To do:
Copy the listing below word for word, but leave out the pictures.

>> Start

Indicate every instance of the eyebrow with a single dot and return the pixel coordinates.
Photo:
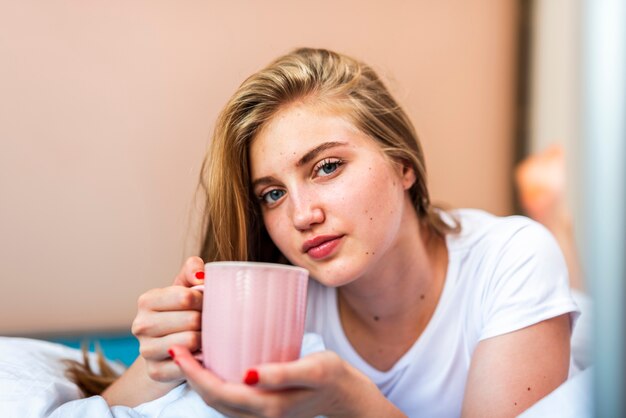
(315, 151)
(302, 161)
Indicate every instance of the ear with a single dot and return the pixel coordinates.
(408, 175)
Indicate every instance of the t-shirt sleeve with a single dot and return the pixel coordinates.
(529, 283)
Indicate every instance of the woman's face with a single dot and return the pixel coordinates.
(331, 201)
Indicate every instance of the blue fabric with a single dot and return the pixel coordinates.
(122, 347)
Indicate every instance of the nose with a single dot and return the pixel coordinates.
(307, 211)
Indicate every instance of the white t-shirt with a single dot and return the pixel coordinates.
(504, 274)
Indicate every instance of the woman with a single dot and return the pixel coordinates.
(423, 312)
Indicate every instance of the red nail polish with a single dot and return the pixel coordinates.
(252, 377)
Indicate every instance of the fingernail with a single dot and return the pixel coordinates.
(252, 377)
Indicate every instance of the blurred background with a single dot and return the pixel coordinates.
(106, 109)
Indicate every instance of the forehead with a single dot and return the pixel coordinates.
(298, 128)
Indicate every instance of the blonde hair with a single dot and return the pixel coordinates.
(231, 222)
(233, 229)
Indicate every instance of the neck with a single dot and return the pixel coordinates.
(405, 287)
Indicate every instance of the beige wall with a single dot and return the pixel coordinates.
(106, 108)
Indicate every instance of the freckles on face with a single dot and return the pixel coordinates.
(317, 175)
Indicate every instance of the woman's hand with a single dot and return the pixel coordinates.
(318, 384)
(168, 316)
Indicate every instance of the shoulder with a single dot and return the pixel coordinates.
(488, 233)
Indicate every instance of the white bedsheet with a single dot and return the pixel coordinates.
(33, 385)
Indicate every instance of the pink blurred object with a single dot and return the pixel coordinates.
(541, 183)
(253, 313)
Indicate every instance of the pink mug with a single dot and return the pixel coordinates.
(252, 313)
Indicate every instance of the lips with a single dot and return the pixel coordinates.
(321, 246)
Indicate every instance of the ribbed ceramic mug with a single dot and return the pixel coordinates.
(252, 313)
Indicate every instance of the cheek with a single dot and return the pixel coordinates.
(277, 226)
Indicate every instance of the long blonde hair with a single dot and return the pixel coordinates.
(231, 223)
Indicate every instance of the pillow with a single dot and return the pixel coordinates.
(32, 376)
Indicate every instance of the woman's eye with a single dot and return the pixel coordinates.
(272, 196)
(327, 167)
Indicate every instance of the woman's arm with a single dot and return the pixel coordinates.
(165, 317)
(135, 386)
(317, 384)
(511, 372)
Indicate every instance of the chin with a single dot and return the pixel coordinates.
(333, 273)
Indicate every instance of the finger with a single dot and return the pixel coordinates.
(171, 298)
(191, 274)
(156, 349)
(233, 399)
(159, 324)
(311, 371)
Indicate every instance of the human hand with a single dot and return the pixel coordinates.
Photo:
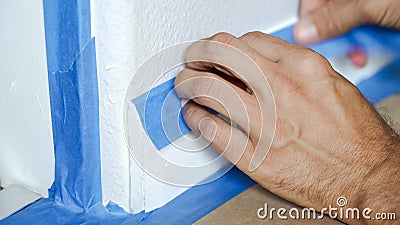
(324, 19)
(329, 141)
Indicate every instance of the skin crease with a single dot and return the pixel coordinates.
(329, 141)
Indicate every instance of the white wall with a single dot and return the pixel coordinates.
(26, 142)
(130, 31)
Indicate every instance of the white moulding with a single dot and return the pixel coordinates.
(130, 31)
(26, 141)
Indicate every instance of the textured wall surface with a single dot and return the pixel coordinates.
(130, 31)
(26, 142)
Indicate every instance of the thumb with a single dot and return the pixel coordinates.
(332, 19)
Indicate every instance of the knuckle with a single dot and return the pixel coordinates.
(203, 86)
(312, 62)
(335, 23)
(252, 36)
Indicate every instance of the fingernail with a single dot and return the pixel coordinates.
(207, 129)
(183, 102)
(305, 32)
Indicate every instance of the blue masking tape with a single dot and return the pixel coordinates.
(159, 108)
(75, 197)
(160, 114)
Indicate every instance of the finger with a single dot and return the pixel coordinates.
(228, 54)
(330, 20)
(252, 68)
(309, 6)
(226, 139)
(267, 45)
(212, 91)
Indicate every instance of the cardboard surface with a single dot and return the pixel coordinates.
(243, 208)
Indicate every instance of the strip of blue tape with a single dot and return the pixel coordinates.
(165, 126)
(75, 197)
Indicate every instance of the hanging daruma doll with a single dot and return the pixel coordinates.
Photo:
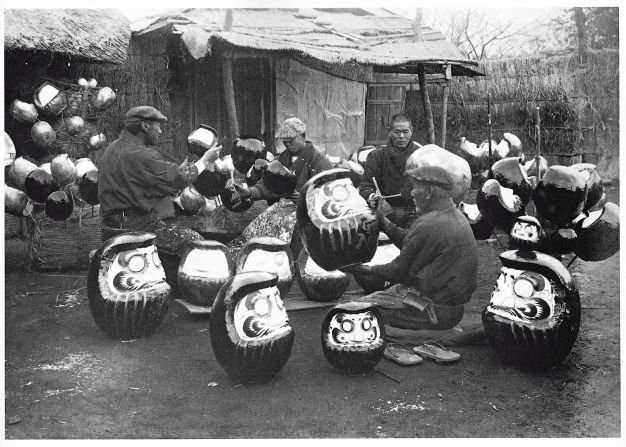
(353, 337)
(204, 268)
(250, 332)
(128, 295)
(337, 226)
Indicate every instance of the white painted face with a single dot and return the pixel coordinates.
(522, 296)
(526, 231)
(206, 263)
(312, 269)
(261, 315)
(268, 261)
(384, 254)
(134, 270)
(336, 200)
(347, 329)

>> End

Written answer:
Indicate every instance of the eyebrow with a single dot and return the pixel coordinates.
Photo:
(315, 151)
(302, 161)
Indicate every instance of the ear with a single dot and return the pixel coordinates.
(408, 175)
Indicate every instance of the t-shirt sleeve with a single dot and return the pixel coordinates.
(529, 283)
Indicate every instance of the woman's face with a single dot and return the pixel coordinates.
(331, 201)
Indicate every instance of the blue fabric with a single dot and return the pixel coordinates.
(122, 347)
Indicate every instance of the nose with a single dot and return the pixel coordinates.
(307, 211)
Indicate every instance of the white t-shirt with a single dot and return the pixel coordinates.
(504, 274)
Indicate every instance of the woman with a single dot and return the pixel coordinates.
(423, 312)
Indicate every instance of the red nail polish with a single dot and return the pixel coordinates.
(252, 377)
Indicate every instance of the fingernail with a single dot and return the pixel coordinates.
(252, 377)
Indicate every instance of the blurred background with a single dot and return the pixel coordinates.
(106, 109)
Indicate every instance of the forehead with a single dot and return the pixel coordinates.
(298, 128)
Indicate every instance of the blonde hair with a single dot and return the pixel coordinates.
(231, 222)
(233, 229)
Indicate every instance of the neck with a single dot and return the pixel coordinates.
(405, 287)
Indicate every instance of the beige wall with a single dot and return the pixel coordinates.
(106, 108)
Indicate every instance of the freckles on face with a single dot and return the pixel coordinates.
(317, 175)
Indicate every instance of the woman's hand with a single dot and return the pixel coordinates.
(318, 384)
(168, 316)
Indicate every instance of the shoulder with a single dot and return the pixel coordinates.
(488, 233)
Indicate every instance of the white bedsheet with a single dot and return the pixel coordinates.
(33, 385)
Indicate every instance of the pink blurred object with a single dot and return the pixel coordinates.
(541, 183)
(253, 313)
Indicate every instance of the pink mug with a single dot and return the pixel coordinates.
(252, 313)
Indicate every instance of the lips with a single dot and return the pixel coordinates.
(321, 246)
Indicate every instance of the ribbed ceramic mug with a single dot and return the pixel coordinates.
(252, 313)
Indicate every instance of the cheek with a single dot and return the pixel coordinates.
(277, 226)
Indicate every instance of the long blonde hair with a single dot and return the pixel coordinates.
(231, 223)
Indicate every instance of the pillow with a single dot and return the pixel coordinates.
(32, 376)
Indicate every instance of the woman's eye with a single dot and return the pixel coordinates.
(272, 196)
(327, 167)
Indicate every instance of the woman's arm with a single dot and return the pixel coordinates.
(165, 317)
(135, 386)
(317, 384)
(511, 372)
Indicate every instance of the chin with a single dot and return the pixel coordinates.
(333, 273)
Indicate every instance of the finger with a single dot and return the pixel coordinates.
(171, 298)
(191, 274)
(156, 349)
(233, 399)
(159, 324)
(311, 371)
Indicate every instance of the human hand with a single dot and return the pixel coordinates.
Photo:
(324, 19)
(329, 141)
Indicate every instance of the skin crease with a single dot and return the pixel coordinates.
(329, 141)
Indicate every instance of the white wall with a single dot and return the pixel coordinates.
(26, 142)
(130, 31)
Indicate every instance of the white moulding with a single dot and return the pixel coordinates.
(130, 31)
(26, 141)
Indicate every instance of the textured wall surface with a single dot and return the pixel coordinates.
(130, 31)
(26, 142)
Indicate every instance of the thumb with a single dot and return the pixel coordinates.
(332, 19)
Indicate every instance of the knuckle with a single dot and return the pixel coordinates.
(203, 86)
(312, 62)
(335, 23)
(252, 36)
Indicate every instance of the fingernail with a single dot and return the pixel coordinates.
(207, 129)
(183, 102)
(305, 32)
Indicate every instance of the blue masking tape with a single dot and return the pixel coordinates.
(159, 108)
(75, 197)
(160, 114)
Indicate every instance of the finger with a single dot and return the pixel coordinates.
(228, 54)
(330, 20)
(252, 68)
(309, 6)
(226, 139)
(267, 45)
(212, 91)
Indicate every instance of the cardboard surface with a single dot and return the pixel coordinates.
(243, 208)
Indicate every instance of the strip of blue tape with a single dot and return the pixel coordinates.
(165, 126)
(75, 197)
Indicate every instance of the hanging daruma doll with a single dot and return the pixel coordinates.
Photo:
(353, 337)
(204, 268)
(250, 332)
(128, 295)
(337, 226)
Indicate every instance of the white painted face with a single dot and return the pixel coordinates.
(522, 296)
(526, 231)
(206, 263)
(312, 269)
(261, 315)
(268, 261)
(384, 254)
(134, 270)
(336, 200)
(347, 329)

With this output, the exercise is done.